Parts of the exercise:
1: Using the text on supercritical carbon dioxide storage, explain in one to three sentences why the study of this fluid's physical properties can be limited to a particular set of pressure and temperature conditions.
2: Answer these questions from the text on supercritical carbon dioxide storage:
(a) Over what range, and in what increments, were fractional porosities varied?
(b) Which constitutive equation was used for deeper formations with higher pressure gradients?
(c) What three lengths of containment do the flow units in the permeability classification system provide?
3: Reproduce the portion of the text on supercritical carbon dioxide storage starting with "Supercritical carbon dioxide exhibits" and going on through "to 1.0 picodarcy.".

Supplied passage:
——————

Supercritical carbon dioxide exhibits highly variable behavior over a range of reservoir pressure and temperature conditions. Because geologic sequestration of supercritical carbon dioxide is targeted for subsurface injection and containment at depths ranging from approximately 3,000 ft to 13,000 ft, the investigation into the physical properties of this fluid can be restricted to the pressure and temperature conditions likely encountered in the sedimentary strata within this depth interval. A geologic-based approach was developed to study the widest range of formation properties potentially encountered in sedimentary strata. Fractional porosities were varied from 5 to 95 percent, in 5 percent increments, and permeability values were varied over thirteen orders of magnitude, from 10.0 darcys down to 1.0 picodarcy.

Fluid-flow modeling incorporated two constitutive equations from fluid dynamics: hydraulic diffusivity for near-surface applications, and Darcy’s Law for deeper formations exhibiting higher pressure gradients. Based on the flow modeling results, first-order approximations of carbon dioxide lateral migration rates were determined. These first-order approximations enable the establishment of a permeability classification system for dividing the subsurface into flow units that provide short, moderate, and long-term containment of carbon dioxide. These results enable a probabilistic determination of how fluids will enter and be contained in a subsurface storage formation, which is a vital step in the calculation of the carbon dioxide storage capacity of a reservoir.

——————

Material:

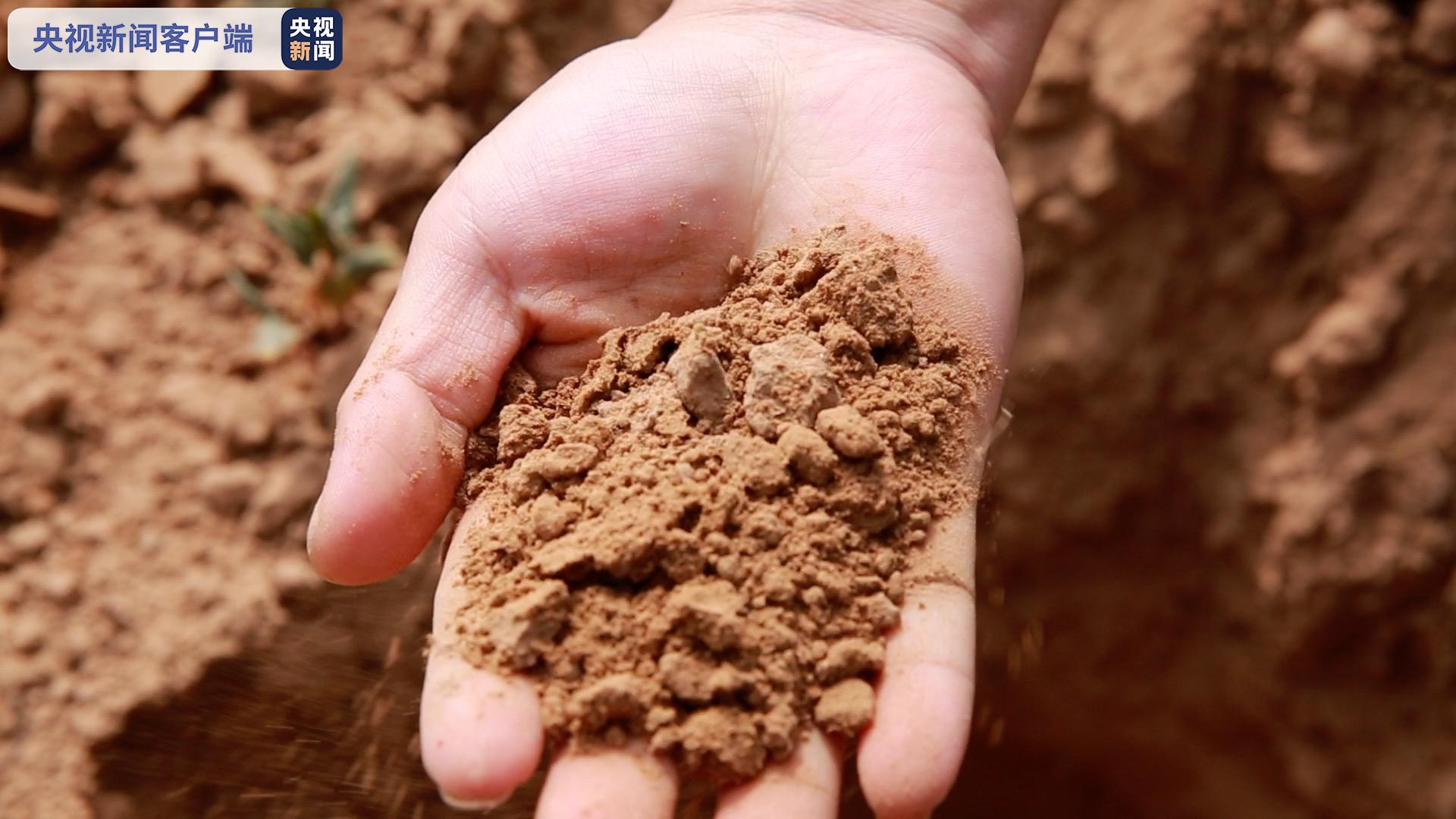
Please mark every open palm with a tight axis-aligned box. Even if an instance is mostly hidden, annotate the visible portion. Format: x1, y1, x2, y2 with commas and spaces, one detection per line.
309, 5, 1021, 817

——————

Answer set:
1: Geologic sequestration of supercritical carbon dioxide targets injection and containment at depths of roughly 3,000 ft to 13,000 ft. The study can therefore be limited to the pressure and temperature conditions likely found in the sedimentary strata within that depth interval.

2:
(a) From 5 to 95 percent, in 5 percent increments.
(b) Darcy's Law.
(c) Short, moderate, and long-term containment.

3:
Supercritical carbon dioxide exhibits highly variable behavior over a range of reservoir pressure and temperature conditions. Because geologic sequestration of supercritical carbon dioxide is targeted for subsurface injection and containment at depths ranging from approximately 3,000 ft to 13,000 ft, the investigation into the physical properties of this fluid can be restricted to the pressure and temperature conditions likely encountered in the sedimentary strata within this depth interval. A geologic-based approach was developed to study the widest range of formation properties potentially encountered in sedimentary strata. Fractional porosities were varied from 5 to 95 percent, in 5 percent increments, and permeability values were varied over thirteen orders of magnitude, from 10.0 darcys down to 1.0 picodarcy.